Source extract:

»»

I am opening this thread to give a summary of an important open problem in OpenRefine’s design.
The goal is to encourage people to come up with alternative design proposals or pointers to solutions from other tools.
GitHub issues relevant to this are normally classified under the “records” tag. Here are a few places where such a discussion has happened before:
- #2825
- The future of the records mode
- #2298, which proposes to investigate the Dremel encoding: “a novel columnar storage format for nested data, with algorithms for dissecting nested records into columns and reassembling them”
What is the records mode
OpenRefine projects are tables, or grids: they have a certain number of rows and columns, and a cell for each row/column combination.
This tabular representation works well in many cases. For instance, when working on a list of people: each person has a single date of birth, a single place of birth, a single height, so you can have each of those attributes in their own column, and have one row per person.
However, we often need to represent attributes which are not single-valued. For instance, a given person can have multiple hobbies or multiple email addresses. So it gets less convenient to represent them in a table.

««

What to do: Copy the OpenRefine thread between "This tabular representation" and "row per person.", inclusive, and change "height" to "weight".

Listed entries:
»»

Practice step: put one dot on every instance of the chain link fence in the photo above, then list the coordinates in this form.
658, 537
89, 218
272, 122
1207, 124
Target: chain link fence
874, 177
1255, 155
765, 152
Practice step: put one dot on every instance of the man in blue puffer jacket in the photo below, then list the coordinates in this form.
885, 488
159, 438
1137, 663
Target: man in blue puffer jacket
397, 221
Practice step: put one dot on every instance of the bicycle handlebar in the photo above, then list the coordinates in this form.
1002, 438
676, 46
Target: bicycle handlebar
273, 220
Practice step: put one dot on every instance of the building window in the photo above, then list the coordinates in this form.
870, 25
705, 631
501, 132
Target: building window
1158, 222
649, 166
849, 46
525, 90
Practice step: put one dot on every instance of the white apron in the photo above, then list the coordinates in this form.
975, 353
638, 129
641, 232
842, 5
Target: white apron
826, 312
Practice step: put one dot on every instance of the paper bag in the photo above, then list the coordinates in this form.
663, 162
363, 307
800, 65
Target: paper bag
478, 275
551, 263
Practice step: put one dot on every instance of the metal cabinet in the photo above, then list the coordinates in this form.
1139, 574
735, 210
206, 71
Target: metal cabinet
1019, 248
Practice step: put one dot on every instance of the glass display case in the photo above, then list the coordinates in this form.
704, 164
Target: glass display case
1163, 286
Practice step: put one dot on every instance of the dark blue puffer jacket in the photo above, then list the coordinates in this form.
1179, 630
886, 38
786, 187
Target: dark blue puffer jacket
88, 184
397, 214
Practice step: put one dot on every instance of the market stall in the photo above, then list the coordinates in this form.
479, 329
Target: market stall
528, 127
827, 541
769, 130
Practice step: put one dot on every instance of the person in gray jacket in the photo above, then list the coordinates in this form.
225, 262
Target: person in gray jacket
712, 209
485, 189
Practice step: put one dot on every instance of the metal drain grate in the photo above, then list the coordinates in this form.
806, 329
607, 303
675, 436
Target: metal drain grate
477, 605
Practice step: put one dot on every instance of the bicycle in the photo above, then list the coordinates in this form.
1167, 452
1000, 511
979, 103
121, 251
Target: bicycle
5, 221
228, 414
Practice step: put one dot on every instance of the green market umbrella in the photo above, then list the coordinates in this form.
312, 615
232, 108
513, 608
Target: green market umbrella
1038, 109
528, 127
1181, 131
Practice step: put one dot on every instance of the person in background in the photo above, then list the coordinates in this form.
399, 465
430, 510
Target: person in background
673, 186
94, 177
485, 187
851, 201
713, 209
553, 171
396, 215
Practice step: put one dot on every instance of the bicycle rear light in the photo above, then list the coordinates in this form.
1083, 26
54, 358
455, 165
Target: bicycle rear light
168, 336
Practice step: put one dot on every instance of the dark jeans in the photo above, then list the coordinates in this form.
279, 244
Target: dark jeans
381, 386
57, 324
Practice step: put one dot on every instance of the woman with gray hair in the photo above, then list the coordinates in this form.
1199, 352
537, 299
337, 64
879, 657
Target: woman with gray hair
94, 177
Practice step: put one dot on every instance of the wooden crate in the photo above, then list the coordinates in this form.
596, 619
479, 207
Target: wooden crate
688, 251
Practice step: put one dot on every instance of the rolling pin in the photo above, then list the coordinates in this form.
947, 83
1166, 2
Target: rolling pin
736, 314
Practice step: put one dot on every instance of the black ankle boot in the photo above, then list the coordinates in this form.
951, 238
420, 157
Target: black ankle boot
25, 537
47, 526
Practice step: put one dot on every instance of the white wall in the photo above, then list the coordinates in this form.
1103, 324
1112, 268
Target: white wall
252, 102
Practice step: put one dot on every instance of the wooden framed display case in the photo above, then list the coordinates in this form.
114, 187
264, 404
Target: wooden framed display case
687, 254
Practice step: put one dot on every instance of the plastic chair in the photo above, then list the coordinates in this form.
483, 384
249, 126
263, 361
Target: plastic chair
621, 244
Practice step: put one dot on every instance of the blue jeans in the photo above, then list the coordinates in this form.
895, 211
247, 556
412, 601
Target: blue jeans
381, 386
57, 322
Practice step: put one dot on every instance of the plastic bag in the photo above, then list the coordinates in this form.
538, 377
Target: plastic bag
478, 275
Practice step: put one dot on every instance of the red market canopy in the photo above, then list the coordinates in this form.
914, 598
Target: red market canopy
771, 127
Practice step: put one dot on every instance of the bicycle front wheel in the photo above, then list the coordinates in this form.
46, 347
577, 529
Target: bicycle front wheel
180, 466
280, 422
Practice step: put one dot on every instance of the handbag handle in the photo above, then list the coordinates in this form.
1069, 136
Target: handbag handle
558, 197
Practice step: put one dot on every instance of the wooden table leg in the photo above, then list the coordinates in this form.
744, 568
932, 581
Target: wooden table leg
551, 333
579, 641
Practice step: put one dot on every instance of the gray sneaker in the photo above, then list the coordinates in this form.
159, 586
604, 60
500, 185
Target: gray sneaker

««

Expected output:
This tabular representation works well in many cases. For instance, when working on a list of people: each person has a single date of birth, a single place of birth, a single weight, so you can have each of those attributes in their own column, and have one row per person.